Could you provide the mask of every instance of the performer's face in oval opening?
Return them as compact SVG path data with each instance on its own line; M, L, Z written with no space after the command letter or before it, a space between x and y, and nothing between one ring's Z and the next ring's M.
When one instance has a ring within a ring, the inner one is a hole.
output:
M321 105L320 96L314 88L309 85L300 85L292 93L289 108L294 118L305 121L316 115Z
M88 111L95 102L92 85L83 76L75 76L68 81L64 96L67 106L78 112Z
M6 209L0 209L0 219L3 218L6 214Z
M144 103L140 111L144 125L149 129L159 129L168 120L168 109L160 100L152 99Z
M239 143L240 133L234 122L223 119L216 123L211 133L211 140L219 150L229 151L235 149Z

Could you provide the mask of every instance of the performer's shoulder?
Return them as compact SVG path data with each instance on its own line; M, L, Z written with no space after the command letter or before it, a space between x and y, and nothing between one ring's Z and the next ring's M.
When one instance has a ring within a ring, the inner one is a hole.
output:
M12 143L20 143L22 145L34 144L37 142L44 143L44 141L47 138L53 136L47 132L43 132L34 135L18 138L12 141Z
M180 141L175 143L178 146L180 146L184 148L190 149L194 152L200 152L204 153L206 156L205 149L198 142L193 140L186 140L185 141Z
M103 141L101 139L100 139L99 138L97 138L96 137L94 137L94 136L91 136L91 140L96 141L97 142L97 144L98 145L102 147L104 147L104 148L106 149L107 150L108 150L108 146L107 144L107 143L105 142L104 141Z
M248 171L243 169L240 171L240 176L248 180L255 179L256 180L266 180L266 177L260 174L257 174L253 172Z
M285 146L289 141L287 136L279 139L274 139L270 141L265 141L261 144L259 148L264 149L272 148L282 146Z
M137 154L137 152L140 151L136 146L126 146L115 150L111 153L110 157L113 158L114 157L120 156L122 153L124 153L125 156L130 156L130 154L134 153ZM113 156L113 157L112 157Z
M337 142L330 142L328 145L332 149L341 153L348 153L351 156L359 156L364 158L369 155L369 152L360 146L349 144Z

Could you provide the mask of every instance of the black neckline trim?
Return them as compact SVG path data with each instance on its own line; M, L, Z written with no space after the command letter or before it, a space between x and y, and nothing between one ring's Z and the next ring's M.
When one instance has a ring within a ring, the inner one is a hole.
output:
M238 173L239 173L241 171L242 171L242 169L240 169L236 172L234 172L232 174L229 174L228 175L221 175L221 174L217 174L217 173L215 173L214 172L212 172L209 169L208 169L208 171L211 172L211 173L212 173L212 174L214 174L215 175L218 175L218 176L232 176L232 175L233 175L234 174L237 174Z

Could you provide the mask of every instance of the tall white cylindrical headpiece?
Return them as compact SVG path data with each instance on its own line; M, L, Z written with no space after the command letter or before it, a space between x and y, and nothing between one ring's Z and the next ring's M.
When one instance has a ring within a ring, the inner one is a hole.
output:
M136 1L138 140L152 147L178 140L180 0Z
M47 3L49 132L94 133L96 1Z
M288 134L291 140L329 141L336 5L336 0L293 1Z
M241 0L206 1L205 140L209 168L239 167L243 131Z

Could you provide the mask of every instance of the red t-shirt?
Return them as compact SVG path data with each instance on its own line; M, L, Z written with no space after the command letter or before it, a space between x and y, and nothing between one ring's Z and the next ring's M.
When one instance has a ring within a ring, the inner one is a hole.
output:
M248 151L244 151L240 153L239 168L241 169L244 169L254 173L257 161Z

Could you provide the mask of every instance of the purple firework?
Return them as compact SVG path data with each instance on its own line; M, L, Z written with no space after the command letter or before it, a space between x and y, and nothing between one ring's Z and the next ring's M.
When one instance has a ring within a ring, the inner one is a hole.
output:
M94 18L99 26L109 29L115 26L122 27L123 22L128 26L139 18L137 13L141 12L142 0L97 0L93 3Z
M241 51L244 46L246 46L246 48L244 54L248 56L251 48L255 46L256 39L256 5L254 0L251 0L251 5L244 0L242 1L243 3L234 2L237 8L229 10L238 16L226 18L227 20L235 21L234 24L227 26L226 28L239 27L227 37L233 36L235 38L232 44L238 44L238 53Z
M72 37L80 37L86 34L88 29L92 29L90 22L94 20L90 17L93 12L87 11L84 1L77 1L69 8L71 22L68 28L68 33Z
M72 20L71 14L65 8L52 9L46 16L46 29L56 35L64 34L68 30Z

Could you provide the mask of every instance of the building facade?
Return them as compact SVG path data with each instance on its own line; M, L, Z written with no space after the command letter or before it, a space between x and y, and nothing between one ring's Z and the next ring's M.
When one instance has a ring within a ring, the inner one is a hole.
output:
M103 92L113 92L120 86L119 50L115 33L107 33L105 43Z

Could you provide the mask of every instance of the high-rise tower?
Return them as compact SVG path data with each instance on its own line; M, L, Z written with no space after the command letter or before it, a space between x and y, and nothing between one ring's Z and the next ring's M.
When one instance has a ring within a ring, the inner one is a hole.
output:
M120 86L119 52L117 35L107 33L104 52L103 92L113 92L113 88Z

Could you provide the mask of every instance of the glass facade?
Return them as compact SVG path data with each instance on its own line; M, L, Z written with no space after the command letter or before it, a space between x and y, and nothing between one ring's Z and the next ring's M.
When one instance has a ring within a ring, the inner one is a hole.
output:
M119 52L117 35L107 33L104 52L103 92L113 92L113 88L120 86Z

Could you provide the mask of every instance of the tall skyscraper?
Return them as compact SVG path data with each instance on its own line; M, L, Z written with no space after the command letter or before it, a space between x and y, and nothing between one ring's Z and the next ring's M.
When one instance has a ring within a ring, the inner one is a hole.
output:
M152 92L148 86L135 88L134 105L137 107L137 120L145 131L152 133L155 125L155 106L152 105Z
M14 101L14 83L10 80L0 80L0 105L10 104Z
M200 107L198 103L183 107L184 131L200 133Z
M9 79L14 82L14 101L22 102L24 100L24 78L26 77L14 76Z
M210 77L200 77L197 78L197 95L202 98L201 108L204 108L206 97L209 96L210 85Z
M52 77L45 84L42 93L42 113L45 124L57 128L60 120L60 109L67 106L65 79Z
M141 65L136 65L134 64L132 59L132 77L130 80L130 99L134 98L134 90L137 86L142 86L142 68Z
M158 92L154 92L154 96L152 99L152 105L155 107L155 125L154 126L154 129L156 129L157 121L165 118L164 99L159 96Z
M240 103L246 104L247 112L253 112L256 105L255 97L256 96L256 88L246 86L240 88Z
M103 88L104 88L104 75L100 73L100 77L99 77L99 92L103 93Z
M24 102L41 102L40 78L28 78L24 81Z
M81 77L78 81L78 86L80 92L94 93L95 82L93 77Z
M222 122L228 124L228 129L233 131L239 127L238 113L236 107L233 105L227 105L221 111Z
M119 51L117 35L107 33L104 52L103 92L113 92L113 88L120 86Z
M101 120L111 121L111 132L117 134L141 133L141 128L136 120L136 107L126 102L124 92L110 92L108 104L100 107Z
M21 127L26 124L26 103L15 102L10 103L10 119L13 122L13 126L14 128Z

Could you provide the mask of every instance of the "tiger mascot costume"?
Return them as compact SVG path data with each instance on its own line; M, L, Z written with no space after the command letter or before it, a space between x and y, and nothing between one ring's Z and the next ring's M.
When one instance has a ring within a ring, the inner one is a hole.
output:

WHAT YOU WILL DO:
Copy every record above exactly as it appears.

RESPONSE TO THE EXERCISE:
Could you provide the mask of every instance of the performer's face in oval opening?
Return them as compact SVG path data with each instance on its own line; M, L, Z written with no space after the command letter or before it, a space between x and y, and nothing between one ring's Z and the next ring's M.
When one instance has a ring within a ring, the inner one is a hole.
output:
M321 105L320 96L314 88L309 85L300 85L292 93L289 108L294 118L305 121L316 115Z
M88 111L95 102L92 85L83 76L75 76L68 81L64 96L67 106L78 112Z
M6 209L0 209L0 219L3 218L6 214Z
M144 103L140 111L144 125L149 129L159 129L168 120L168 109L160 100L152 99Z
M239 143L240 133L234 122L223 119L216 123L211 133L211 140L219 150L229 151L235 149Z

Could you provide the mask of every instance of the performer's shoulder?
Return them as compact SVG path data with each instance on its own line; M, L, Z written with no space after the command letter or before it, a space between x and y, and nothing between one ring's Z and the next ring's M.
When one instance has a ring within a ring, the inner one is a hole.
output:
M12 143L20 143L22 145L34 144L37 142L44 143L44 141L47 138L53 136L47 132L43 132L34 135L18 138L12 141Z
M180 141L175 143L178 146L180 146L184 148L190 149L194 152L200 152L204 153L206 156L205 149L198 142L193 140L186 140L185 141Z
M103 141L101 139L100 139L99 138L97 138L96 137L94 137L94 136L91 136L91 140L96 141L97 142L97 144L98 145L102 147L104 147L104 148L106 149L107 150L108 150L108 146L107 144L107 143L105 142L104 141Z
M248 171L243 169L240 171L240 176L248 180L255 179L256 180L266 180L266 177L260 174L257 174L253 172Z
M285 146L289 141L287 136L279 139L274 139L270 141L265 141L261 144L259 148L264 149L272 148L282 146Z
M137 154L137 152L140 151L136 146L126 146L115 150L111 153L110 157L113 158L114 157L120 156L122 153L124 153L125 156L130 156L130 154L134 153ZM113 156L113 157L112 157Z
M337 142L330 142L328 145L332 149L341 153L348 153L351 156L359 156L364 158L369 155L369 152L360 146L349 144Z

Could you provide the mask of every instance of the black neckline trim?
Return them as compact SVG path data with each instance on its own line; M, L, Z written with no space after the command letter or before it, a space between x and y, and nothing between one ring's Z and the next ring's M.
When one instance has a ring within a ring, the inner one is a hole.
output:
M238 173L239 173L241 171L242 171L242 169L240 169L236 172L234 172L232 174L229 174L228 175L221 175L221 174L217 174L217 173L215 173L214 172L212 172L209 169L208 169L208 171L211 172L211 173L212 173L212 174L214 174L215 175L218 175L218 176L232 176L232 175L233 175L234 174L237 174Z

Could you provide the mask of every instance of the tall white cylindrical headpiece?
Return them as compact SVG path data with each instance on its own line; M, L, Z written with no space after the command letter or before it, a space between x and y, and nothing between one ring's Z and the next ring's M.
When one instance has a ring within a ring, the inner one is a hole.
output:
M136 1L138 140L152 147L178 140L180 0Z
M47 3L49 132L94 133L96 1Z
M288 134L291 140L329 141L336 5L336 0L293 1Z
M241 0L206 1L205 140L209 168L239 167L243 131Z

Could you provide the mask of every instance of the red t-shirt?
Return them as compact SVG path data with each instance on its own line; M, L, Z written with no space after the command letter or before it, a space between x and y, and nothing between one ring's Z and the next ring's M.
When one instance has a ring within a ring, the inner one is a hole.
output:
M248 151L244 151L240 153L239 168L241 169L244 169L254 173L257 161Z

Could you provide the mask of every instance of the purple firework?
Return them as compact SVG path data with each instance on its own line; M, L, Z written with no space after the command letter or before it, a space between x and y, and nothing between one ring's Z and the next ring's M.
When one instance has a ring within a ring, the inner one is a hole.
output:
M94 18L99 26L109 29L115 26L122 27L123 22L128 26L139 18L137 13L141 12L142 0L97 0L93 3Z
M241 51L244 46L246 46L246 48L244 54L248 56L251 48L255 46L256 39L256 5L254 0L251 0L251 5L244 0L242 1L243 3L234 2L237 8L229 10L238 16L226 18L227 20L235 21L234 24L227 26L226 28L239 27L227 37L233 36L235 38L232 44L238 44L238 53Z
M72 37L80 37L86 34L88 29L92 29L90 22L94 20L90 17L93 12L87 11L84 1L77 1L69 8L71 22L68 28L68 33Z
M72 20L71 14L65 8L52 9L46 16L46 29L56 35L64 34L68 30Z

Could you provide the mask of every instance of the building facade?
Return them as compact SVG path data with each instance on its own line; M, L, Z written with no space after the command letter or before it, a space between x and y, and nothing between one ring's Z and the next ring's M.
When one instance has a ring within a ring, the inner one is a hole.
output:
M103 92L113 92L120 86L119 50L115 33L107 33L105 43Z

Could you provide the mask of every instance of the high-rise tower?
Return them as compact SVG path data with each instance on its own line; M, L, Z written with no space after the command letter or before it, a space between x and y, and nothing between one ring's Z and the next ring's M.
When one instance has a ring within a ring, the inner one is a hole.
output:
M120 86L119 52L117 35L107 33L104 52L103 92L113 92L113 88Z

Could you provide the mask of every instance of the glass facade?
Return them as compact SVG path data with each instance on its own line; M, L, Z written with no space after the command letter or before it, a space between x and y, and nothing between one ring's Z and the next ring's M.
When one instance has a ring within a ring, the inner one is a hole.
output:
M119 52L117 35L107 33L104 52L103 92L113 92L113 88L120 86Z

Could you provide the mask of every instance of the tall skyscraper?
Return them as compact SVG path data with each instance on its own line; M, L, Z written with no space after the command letter or before it, a space between x and y, and nothing between one ring's Z and the next ring's M.
When one instance has a ring within a ring, the inner one is a hole.
output:
M152 92L148 86L135 88L134 105L137 107L137 120L145 131L152 133L155 125L155 106L152 105Z
M14 101L14 83L10 80L0 80L0 105L10 104Z
M200 107L198 103L183 107L184 131L200 133Z
M9 79L14 82L14 101L22 102L24 100L24 78L26 77L14 76Z
M210 77L200 77L197 78L197 95L202 98L201 108L204 108L206 97L209 96L210 85Z
M52 77L45 84L42 93L42 113L45 124L57 128L60 120L60 109L67 106L65 79Z
M141 65L136 65L134 64L132 59L132 77L130 80L130 99L134 98L134 90L137 86L142 86L142 68Z
M158 92L154 92L154 96L152 99L152 105L155 107L155 125L154 126L154 129L156 129L157 121L165 118L164 99L159 96Z
M240 103L246 104L247 112L253 112L256 105L255 97L256 96L256 88L246 86L240 88Z
M103 88L104 88L104 75L100 73L100 77L99 77L99 92L103 93Z
M24 102L41 102L40 78L28 78L24 81Z
M81 77L78 81L78 86L80 92L94 93L95 82L93 77Z
M222 122L228 124L228 129L233 131L239 127L238 113L236 107L233 105L227 105L221 111Z
M119 51L117 35L107 33L104 52L103 92L113 92L113 88L120 86Z
M101 120L111 121L111 132L117 134L141 133L141 128L136 120L136 107L126 102L124 92L110 92L108 104L100 107Z
M21 127L26 124L26 103L15 102L10 103L10 119L13 122L13 126L14 128Z

Could you provide the mask of every instance of the "tiger mascot costume"?
Return them as compact SVG path data with each instance on its own line; M, L, Z written with no space after the command letter or before it, a space between x and y, and nothing between one ring's Z and the next ring's M.
When one instance has a ring within a ring, the inner one is a hole.
output:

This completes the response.